TEXT FOR ANALYSIS:
##############################
Phase 2: Deep Dives | Category: Cost & Performance
The Senior-Level Framing: Depth Over Breadth
At senior level, the test isn’t “can you fix it?” — it’s “do you understand why it breaks?” When a Spark job slows down, the senior answer isn’t “add more memory” — it’s identifying root cause (skew, shuffle spill, IO regression) and applying a targeted fix.
The Systematic Diagnosis Framework
Before touching configs or code, diagnose.
Step 1: MEASURE baseline
- Current runtime vs expected runtime
- Peak resource utilization (CPU, memory, disk, network)
- Throughput (records/sec, MB/sec)
Step 2: IDENTIFY bottleneck category
A. CPU-bound: high CPU; tasks barely finish
B. Memory-bound: GC pauses, OOM, shuffle spill
C. I/O-bound: low CPU; time spent reading/writing
D. Network-bound: high shuffle read/write, cross-AZ transfer
E. Skew: 99% tasks fast; 1% take 100× longer
F. Serialization: high serialization time in Spark UI
Step 3: FIX the specific bottleneck
- Each category has specific fixes
- Don’t throw resources at it until you know root cause
Step 4: MEASURE after fix
- Never declare victory without measurement
Spark Performance Tuning: Advanced Scenarios
Day 9 covered fundamentals. This goes deeper on senior-level scenarios.
##############################
MATERIAL PROVIDED:
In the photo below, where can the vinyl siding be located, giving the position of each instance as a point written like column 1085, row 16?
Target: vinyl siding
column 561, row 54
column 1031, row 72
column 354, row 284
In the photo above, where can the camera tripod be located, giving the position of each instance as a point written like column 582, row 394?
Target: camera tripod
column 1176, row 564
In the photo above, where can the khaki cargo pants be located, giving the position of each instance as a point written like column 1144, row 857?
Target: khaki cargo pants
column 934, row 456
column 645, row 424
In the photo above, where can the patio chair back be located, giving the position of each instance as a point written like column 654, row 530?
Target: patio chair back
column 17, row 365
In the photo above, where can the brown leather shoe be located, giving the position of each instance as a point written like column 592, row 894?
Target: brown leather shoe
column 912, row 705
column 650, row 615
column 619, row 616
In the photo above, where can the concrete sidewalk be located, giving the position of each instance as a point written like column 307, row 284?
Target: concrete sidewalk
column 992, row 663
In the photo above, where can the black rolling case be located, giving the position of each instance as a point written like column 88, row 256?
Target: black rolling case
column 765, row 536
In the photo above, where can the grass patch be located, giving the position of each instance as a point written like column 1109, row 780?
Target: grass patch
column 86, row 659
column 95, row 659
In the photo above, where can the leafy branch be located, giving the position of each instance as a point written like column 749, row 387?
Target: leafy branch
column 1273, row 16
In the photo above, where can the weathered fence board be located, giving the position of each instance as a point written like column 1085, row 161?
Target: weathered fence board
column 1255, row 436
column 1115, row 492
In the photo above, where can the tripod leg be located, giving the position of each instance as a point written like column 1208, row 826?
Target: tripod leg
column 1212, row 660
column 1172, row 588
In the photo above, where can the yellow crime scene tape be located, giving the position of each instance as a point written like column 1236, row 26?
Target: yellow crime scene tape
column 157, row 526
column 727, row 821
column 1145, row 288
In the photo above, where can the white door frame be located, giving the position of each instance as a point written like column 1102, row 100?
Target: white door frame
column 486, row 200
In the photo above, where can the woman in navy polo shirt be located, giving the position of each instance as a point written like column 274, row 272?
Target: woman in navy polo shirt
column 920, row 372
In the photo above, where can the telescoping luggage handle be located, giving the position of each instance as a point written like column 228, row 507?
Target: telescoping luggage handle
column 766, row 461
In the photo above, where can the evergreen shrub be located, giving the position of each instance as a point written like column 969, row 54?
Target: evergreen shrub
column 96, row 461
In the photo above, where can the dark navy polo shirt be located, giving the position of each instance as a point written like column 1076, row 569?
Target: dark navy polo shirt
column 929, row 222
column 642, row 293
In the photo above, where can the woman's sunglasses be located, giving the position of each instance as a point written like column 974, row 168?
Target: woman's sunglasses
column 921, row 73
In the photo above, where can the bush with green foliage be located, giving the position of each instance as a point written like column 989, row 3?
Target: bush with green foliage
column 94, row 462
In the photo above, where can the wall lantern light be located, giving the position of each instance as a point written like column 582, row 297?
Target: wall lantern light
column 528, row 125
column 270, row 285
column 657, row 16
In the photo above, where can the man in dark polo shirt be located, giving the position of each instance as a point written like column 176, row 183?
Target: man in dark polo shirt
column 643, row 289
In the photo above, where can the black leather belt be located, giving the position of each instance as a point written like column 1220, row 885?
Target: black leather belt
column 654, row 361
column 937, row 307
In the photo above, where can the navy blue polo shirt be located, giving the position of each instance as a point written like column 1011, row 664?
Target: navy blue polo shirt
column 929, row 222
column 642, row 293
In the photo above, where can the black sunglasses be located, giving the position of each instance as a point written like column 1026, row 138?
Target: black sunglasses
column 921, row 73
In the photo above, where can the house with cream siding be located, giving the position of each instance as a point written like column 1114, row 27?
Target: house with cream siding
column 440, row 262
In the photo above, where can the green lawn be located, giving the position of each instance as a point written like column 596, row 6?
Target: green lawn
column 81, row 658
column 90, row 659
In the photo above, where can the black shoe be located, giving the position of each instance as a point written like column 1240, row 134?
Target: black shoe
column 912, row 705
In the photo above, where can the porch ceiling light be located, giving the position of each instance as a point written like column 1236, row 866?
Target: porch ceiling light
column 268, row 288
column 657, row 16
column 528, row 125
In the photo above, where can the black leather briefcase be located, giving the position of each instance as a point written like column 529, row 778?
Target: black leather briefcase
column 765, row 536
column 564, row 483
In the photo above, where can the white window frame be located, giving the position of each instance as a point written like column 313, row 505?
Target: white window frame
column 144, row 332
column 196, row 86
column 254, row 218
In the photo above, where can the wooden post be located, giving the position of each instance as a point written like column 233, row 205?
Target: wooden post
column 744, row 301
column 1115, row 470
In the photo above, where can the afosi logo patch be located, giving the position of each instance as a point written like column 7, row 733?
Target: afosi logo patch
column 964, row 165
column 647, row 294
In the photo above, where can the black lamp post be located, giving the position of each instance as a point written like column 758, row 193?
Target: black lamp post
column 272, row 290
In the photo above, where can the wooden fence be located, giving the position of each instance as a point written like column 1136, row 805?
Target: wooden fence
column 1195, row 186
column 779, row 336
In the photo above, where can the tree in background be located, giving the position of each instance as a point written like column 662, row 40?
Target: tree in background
##############################
WORK TASK 1: According to the Spark performance text, what pattern identifies a skew bottleneck?
WORK TASK 2: Which bottleneck categories does the Spark performance text name under Step 2?
WORK TASK 3: Continue the Spark performance text after its final sentence.
The listing has no connection to the Spark performance text.

ANSWER 1: 99% of tasks run fast, while 1% take 100× longer.

ANSWER 2: CPU-bound, memory-bound, I/O-bound, network-bound, skew, and serialization.

ANSWER 3:
Memory Management: The OOM Anatomy
Spark executor memory under the Unified Memory Model:
Total executor memory = spark.executor.memory (e.g., 8 GB)
├── Reserved memory (~300 MB) — Spark system use
├── User memory = (8 GB - 300 MB) × (1 - spark.memory.fraction)
│ Default fraction: 0.6 → user memory ~40%
│ Purpose: UDFs, data structures, Python workers
└── Spark memory = (8 GB - 300 MB) × spark.memory.fraction
Default: ~60%
├── Execution memory (shuffle, sort, joins, aggs)
└── Storage memory (cache, broadcast)
Execution/storage share the pool dynamically
OOM scenario 1: Executor OOM during shuffle (most common)
Symptoms:
java.lang.OutOfMemoryError: GC overhead limit exceeded
Unable to acquire X bytes of memory
Root causes:
- Skewed key creates one giant partition (e.g., 50 GB) while others are tiny
- Too few shuffle partitions for dataset size (default 200)
Fixes:
# Fix 1: increase shuffle partitions
spark.conf.set("spark.sql.shuffle.partitions", "2000")
# Rule of thumb: target ~100–300 MB per shuffle partition
# Fix 2: enable AQE (Spark 3.x)
spark.conf.set("spark.sql.adaptive.enabled", "true")
spark.conf.set("spark.sql.adaptive.skewJoin.enabled", "true")
spark.conf.set("spark.sql.adaptive.coalescePartitions.enabled", "true")
# Fix 3: salt skewed keys if AQE isn’t sufficient
OOM scenario 2: Driver OOM
Symptoms: OOM in driver logs (not executor), often after collect() / toPandas() / large broadcasts.
Root cause: pulling too much data to driver RAM.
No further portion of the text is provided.